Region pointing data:

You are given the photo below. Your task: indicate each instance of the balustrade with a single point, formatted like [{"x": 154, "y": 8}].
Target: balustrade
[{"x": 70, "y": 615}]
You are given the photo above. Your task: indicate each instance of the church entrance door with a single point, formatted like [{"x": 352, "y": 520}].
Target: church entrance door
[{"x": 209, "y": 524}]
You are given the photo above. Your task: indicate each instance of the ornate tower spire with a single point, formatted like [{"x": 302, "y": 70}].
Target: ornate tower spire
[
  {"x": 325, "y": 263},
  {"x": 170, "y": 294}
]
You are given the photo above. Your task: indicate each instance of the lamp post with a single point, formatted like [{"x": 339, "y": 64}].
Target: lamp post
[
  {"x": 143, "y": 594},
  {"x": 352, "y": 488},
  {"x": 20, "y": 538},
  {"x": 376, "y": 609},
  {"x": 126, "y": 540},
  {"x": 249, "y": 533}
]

## [EXERCISE OBJECTIVE]
Each line above where the word "instance" occurs should be returned in full.

## [WRITTEN RESPONSE]
You are given the photo below. Your task: indicate each instance of the balustrade with a single point, formatted like [{"x": 154, "y": 8}].
You are given the photo above. Your task: indicate each instance of the church entrance door with a single point, formatted like [{"x": 352, "y": 520}].
You are given the photo above. Your task: indicate each instance of the ornate tower spire with a single point, formatted like [{"x": 302, "y": 70}].
You are given the photo above. Your task: indicate each instance of the lamp post with a single point, formatted like [{"x": 339, "y": 64}].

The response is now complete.